Beim BSW ist das Thema noch präsent

Dem mit zehn Seiten erst sehr knappen BSW-Kurzwahlprogramm war zu Ostdeutschland noch nichts zu entnehmen. In dem am 12. Januar in Bonn beschlossenen Programm hat der Osten aber noch Platz gefunden.

So heißt es auf Seite 21, "nach wie vor sind die Menschen im Osten Deutschlands benachteiligt". Das Lohnniveau liegt teils weiter 21 Prozent unter dem im Westen. Weder in Eliten der Verwaltung, an Gerichten, Hochschulen oder in Medien seien Ostdeutsche proportional zu ihrem Bevölkerungsanteil vertreten. Relativ vage wird dagegen eine "Förderung Ostdeutscher zumindest im Öffentlichen Dienst" in Wissenschaft und Kultur sowie bei Zugängen zu Stipendien als BSW-Forderung formuliert.

Linke setzt eigenen Schwerpunkt

Die Linke, die möglicherweise jetzt auch wieder stärker als Ost-Partei wahrgenommen werden will, ist bisher die einzige Partei mit einem eigenen Absatz zum Thema im Entwurf. Unter der Überschrift "Gerechtigkeit für Ostdeutschland" bezeichnet sie die ostdeutschen Länder als "noch immer die größte zusammenhängende strukturschwache Region Deutschlands".

(Daten zur Objektverortung in natürlicher Sprache)
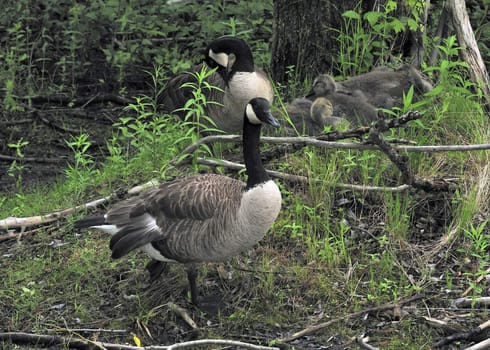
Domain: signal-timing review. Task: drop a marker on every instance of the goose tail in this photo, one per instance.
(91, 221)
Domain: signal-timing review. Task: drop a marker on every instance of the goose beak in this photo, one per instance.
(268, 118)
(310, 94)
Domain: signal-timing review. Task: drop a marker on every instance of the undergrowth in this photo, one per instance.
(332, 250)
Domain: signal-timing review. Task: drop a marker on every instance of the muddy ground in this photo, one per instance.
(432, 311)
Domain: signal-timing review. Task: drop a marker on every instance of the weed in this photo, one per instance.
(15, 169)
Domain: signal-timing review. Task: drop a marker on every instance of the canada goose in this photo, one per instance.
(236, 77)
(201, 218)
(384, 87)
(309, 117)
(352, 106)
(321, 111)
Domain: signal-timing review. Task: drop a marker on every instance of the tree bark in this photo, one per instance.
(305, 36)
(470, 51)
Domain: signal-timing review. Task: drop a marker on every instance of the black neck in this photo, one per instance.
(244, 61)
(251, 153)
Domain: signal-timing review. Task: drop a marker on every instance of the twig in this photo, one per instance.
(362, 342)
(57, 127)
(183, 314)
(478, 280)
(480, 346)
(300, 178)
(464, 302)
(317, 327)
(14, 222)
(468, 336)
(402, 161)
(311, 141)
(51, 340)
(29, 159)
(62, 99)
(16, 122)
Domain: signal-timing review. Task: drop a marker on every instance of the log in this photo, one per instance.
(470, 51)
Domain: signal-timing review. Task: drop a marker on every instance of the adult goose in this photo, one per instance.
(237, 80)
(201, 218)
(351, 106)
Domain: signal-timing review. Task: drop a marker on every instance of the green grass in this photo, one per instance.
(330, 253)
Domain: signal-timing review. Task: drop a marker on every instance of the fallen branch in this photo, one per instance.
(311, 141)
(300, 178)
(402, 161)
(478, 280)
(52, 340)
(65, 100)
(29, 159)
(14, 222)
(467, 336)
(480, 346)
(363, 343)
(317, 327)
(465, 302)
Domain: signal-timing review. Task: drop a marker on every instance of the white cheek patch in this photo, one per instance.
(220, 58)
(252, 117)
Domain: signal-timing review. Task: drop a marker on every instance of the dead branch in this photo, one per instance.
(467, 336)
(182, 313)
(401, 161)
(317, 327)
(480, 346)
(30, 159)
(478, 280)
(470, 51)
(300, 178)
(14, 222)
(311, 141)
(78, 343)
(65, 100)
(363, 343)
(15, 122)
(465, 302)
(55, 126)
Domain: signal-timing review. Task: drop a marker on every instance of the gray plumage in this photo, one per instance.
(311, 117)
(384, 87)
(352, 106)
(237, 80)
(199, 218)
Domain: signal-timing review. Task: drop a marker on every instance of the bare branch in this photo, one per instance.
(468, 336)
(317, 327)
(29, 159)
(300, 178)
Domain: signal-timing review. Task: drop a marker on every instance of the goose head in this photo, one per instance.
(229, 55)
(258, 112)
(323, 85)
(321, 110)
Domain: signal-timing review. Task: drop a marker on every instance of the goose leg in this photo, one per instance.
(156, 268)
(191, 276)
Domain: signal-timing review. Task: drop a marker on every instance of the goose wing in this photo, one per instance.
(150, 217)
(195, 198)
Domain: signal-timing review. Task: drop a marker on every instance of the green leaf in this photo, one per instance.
...
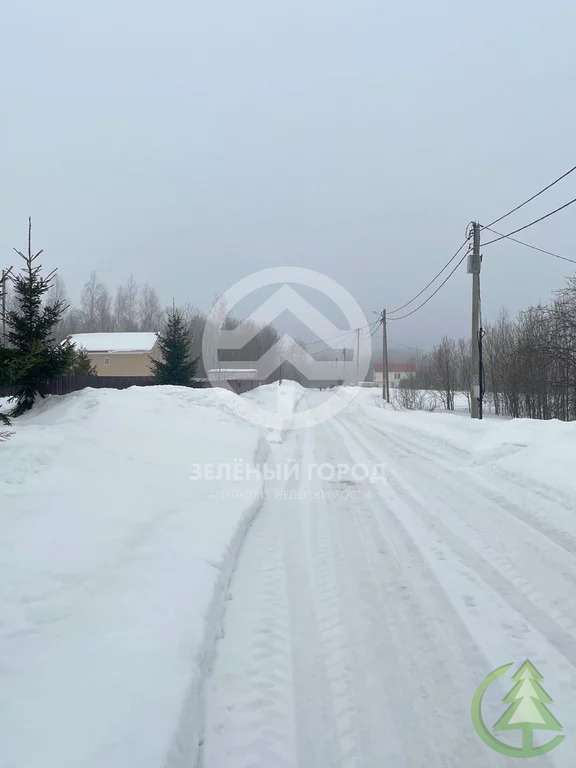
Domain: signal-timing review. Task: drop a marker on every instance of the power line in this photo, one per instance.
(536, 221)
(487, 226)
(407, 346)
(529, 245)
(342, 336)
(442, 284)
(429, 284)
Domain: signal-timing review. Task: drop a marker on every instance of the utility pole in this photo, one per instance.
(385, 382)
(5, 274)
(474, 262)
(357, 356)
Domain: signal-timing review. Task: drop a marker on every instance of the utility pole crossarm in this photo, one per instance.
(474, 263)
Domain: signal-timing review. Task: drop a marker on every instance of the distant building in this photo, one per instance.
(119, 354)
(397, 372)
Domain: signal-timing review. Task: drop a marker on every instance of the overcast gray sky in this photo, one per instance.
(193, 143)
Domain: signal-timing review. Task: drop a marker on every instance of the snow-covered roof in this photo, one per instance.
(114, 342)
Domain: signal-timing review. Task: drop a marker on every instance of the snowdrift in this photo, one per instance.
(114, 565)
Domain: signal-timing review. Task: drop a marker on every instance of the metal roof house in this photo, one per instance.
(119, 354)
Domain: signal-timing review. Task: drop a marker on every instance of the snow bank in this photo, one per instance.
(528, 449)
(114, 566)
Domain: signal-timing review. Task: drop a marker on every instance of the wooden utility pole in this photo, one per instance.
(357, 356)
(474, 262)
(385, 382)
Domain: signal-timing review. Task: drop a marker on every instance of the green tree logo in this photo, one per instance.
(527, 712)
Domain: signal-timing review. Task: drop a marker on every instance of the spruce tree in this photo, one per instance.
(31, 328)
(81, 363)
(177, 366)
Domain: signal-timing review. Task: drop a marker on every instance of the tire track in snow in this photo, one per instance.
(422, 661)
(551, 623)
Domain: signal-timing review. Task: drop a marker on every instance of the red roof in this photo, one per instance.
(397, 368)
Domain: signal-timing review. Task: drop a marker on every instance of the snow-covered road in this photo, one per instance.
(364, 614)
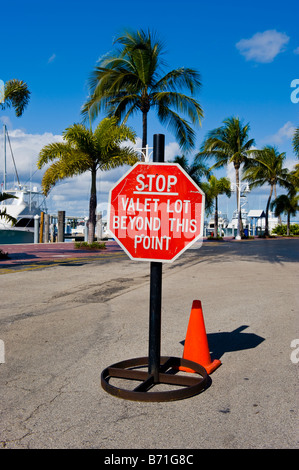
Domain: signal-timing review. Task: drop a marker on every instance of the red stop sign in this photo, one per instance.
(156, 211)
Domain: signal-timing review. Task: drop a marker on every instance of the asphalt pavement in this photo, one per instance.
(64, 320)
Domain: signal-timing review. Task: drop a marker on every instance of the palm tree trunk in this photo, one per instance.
--
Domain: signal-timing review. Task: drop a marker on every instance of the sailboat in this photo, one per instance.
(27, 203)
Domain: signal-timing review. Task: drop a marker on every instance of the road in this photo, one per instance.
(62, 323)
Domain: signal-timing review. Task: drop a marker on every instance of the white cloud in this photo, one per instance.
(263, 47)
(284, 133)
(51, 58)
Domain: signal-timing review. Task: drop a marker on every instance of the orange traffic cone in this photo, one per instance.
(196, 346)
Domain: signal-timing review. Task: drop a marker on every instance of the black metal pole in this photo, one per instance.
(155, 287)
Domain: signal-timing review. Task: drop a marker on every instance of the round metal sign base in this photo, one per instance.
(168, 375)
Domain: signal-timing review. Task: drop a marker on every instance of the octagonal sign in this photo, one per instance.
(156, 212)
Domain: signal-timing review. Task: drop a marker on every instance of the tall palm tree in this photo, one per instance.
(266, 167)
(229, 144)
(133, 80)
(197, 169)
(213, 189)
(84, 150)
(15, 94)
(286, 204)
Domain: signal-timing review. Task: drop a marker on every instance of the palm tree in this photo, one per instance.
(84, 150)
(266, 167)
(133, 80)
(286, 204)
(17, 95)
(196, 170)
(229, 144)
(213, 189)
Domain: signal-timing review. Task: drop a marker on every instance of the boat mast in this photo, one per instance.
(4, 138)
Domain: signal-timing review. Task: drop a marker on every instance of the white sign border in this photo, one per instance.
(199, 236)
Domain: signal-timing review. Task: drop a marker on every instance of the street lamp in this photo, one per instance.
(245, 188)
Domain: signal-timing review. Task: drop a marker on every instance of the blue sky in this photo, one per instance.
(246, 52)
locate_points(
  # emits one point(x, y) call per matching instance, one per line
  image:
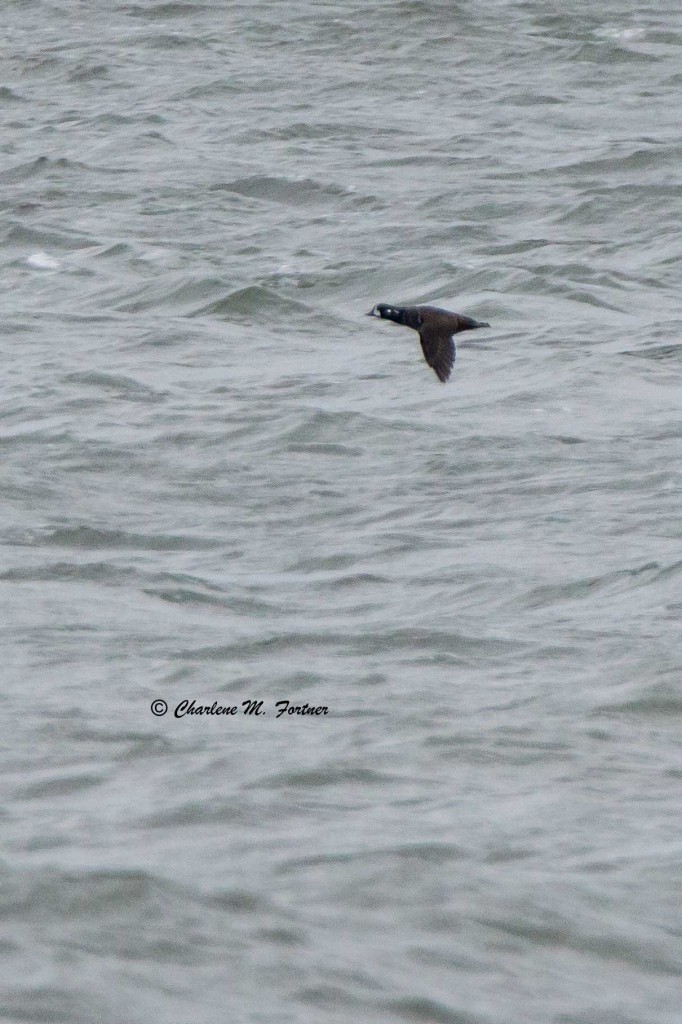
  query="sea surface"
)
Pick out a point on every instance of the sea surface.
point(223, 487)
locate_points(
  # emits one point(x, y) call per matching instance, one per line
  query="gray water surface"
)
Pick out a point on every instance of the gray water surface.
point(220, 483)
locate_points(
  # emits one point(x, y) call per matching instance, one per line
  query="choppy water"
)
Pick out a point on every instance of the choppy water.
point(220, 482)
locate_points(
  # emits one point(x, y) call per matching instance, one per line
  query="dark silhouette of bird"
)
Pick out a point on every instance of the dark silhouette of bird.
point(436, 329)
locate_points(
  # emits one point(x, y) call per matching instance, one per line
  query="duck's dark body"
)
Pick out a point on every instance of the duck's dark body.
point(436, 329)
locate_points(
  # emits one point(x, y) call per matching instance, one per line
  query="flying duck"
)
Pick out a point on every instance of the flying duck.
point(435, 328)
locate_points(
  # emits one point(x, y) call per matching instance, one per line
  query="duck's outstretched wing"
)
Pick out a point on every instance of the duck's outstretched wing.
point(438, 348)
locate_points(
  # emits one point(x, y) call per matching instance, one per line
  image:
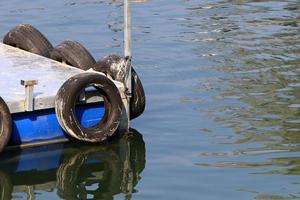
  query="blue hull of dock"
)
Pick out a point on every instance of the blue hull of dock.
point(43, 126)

# Teile der Übung:
A - Nenne alle Bereiche, in denen Ostdeutsche laut dem Auszug nicht ihrem Bevölkerungsanteil entsprechend vertreten sind.
B - Schreib aus dem Auszug alles ab „Beim BSW ist“ bis einschließlich „noch Platz gefunden.“ wortgetreu ab.

# Lösungen je Aufgabe:
A - Verwaltung, Gerichte, Hochschulen, Medien

B -
Beim BSW ist das Thema noch präsent

Dem mit zehn Seiten erst sehr knappen BSW-Kurzwahlprogramm war zu Ostdeutschland noch nichts zu entnehmen. In dem am 12. Januar in Bonn beschlossenen Programm hat der Osten aber noch Platz gefunden.